Start EXTRACT TO READ

I find it fascinating, especially from an industrial point of view. I suppose there is a lot of jockeying going on among the various big French industrials who have studiously avoided any significant exposure to wind over the past few decades... and will now want their share of government-guaranteed projects!

It is rightly acknowledged that people of faith have no monopoly of virtue - Queen Elizabeth II

by eurogreen on Thu Sep 23rd, 2010 at 11:54:19 AM EST
when I actually have an opinion on the topic. I still suspect that the French government is doing this half-heartedly, but if it's done properly it could still happen. And the French government ill be pushed by local authorities, several of which are enthusiastically supporting the plan, because they see the local jobs that could come out of it.

Wind power
by Jerome a Paris (etg@eurotrib.com) on Thu Sep 23rd, 2010 at 12:11:13 PM EST
[ Parent ]
Meanwhile, our lovely neocons at SPIEGEL had to have another cover like this:


THE EXPENSIVE DREAM
about clean energy

For some context: while these guy's conservative-liberal dream coalition is in a disarray with the FDP skirting the 5% limit, their beloved reforms are stalled, the government chose this time to push its unpopular nuxlear power plant life extension plan, while the Greens soar above 20% in the poll. And they just love to play Don Quixote. It was one of the very first signs of SPIEGEL's transformation.

Founder Rudolf Augstein died in November 2002. Shortly after,

  1. a series of articles highly critical of the USA getting ready to attack Iraq was 'balanced' by serialised excerpts from Kenneth Pollack's crap propaganda book about Saddam;
  2. in stark contrast to earlier in-depth reportages, SPIEGEL TV (the chief editor of which became Augstein's successor) made a flimsy generalising reportage about criminal refugee seekers;
  3. After a long history of Israel-critic articles (Augstein was a former schoolmate of Uri Avnery), one of the main commentators suddenly felt free to push a rather Likudnik line;
  4. The tradition of the economy section to interview an economist with unconventional views every week ceased;
  5. finally, months after the on-line edition published a thorough debunking of anti-wind propaganda, came this cover article:


THE WINDMILL MADNESS
From the dream of environmentally friendly energy to landscape destruction with high subventions

Now, I think SPIEGEL's transformation had deeper reasons than a simple change at the helm, and I think some of the opposition to wind has the same roots. The current generation at the helm is the youth of the late seventies, the half-generation right after the '68ers. Every generation is supposed to rebel; but a large part of this generation chose to rebel against the fading and failing ideals of the hippies and beatniks and soixante-huitards of the previous generation. And they're still at it. Of course, the constant urge to bring down ideals can only be nihilistic, and if I am allowed some psychologising, the lack of own grand achievement only adds to the destructive urge...

End EXTRACT TO READ
Start DATASET RECORDS

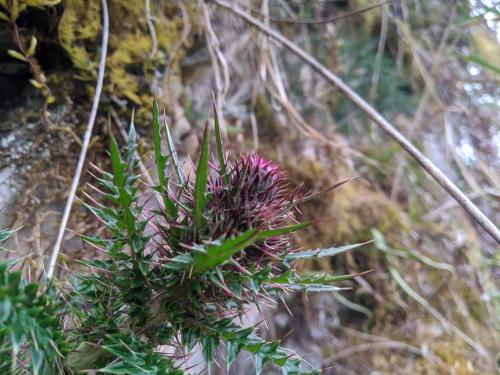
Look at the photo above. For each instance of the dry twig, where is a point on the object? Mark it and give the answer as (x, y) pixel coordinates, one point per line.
(377, 118)
(86, 141)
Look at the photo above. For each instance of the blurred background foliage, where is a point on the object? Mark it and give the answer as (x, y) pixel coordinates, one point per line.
(430, 303)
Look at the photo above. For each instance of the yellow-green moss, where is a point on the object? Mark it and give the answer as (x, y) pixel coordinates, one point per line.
(130, 65)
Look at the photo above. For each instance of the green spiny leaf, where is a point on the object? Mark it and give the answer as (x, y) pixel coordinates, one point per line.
(218, 254)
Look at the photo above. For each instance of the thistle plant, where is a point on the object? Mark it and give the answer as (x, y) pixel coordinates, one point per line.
(185, 274)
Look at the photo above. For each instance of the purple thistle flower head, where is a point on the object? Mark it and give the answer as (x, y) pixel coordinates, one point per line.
(254, 194)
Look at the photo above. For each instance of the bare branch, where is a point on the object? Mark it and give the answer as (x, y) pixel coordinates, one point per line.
(86, 141)
(376, 117)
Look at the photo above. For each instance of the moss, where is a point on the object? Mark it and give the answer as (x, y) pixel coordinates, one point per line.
(130, 65)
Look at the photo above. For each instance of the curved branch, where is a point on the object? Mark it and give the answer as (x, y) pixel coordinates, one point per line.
(376, 117)
(85, 144)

End DATASET RECORDS

_TASK DESCRIPTION_. Print the stretch of the wind power discussion above from "I find it fascinating, especially" through "come out of it.", word for word.

_TASK RESULT_.
I find it fascinating, especially from an industrial point of view. I suppose there is a lot of jockeying going on among the various big French industrials who have studiously avoided any significant exposure to wind over the past few decades... and will now want their share of government-guaranteed projects!

It is rightly acknowledged that people of faith have no monopoly of virtue - Queen Elizabeth II

by eurogreen on Thu Sep 23rd, 2010 at 11:54:19 AM EST
when I actually have an opinion on the topic. I still suspect that the French government is doing this half-heartedly, but if it's done properly it could still happen. And the French government ill be pushed by local authorities, several of which are enthusiastically supporting the plan, because they see the local jobs that could come out of it.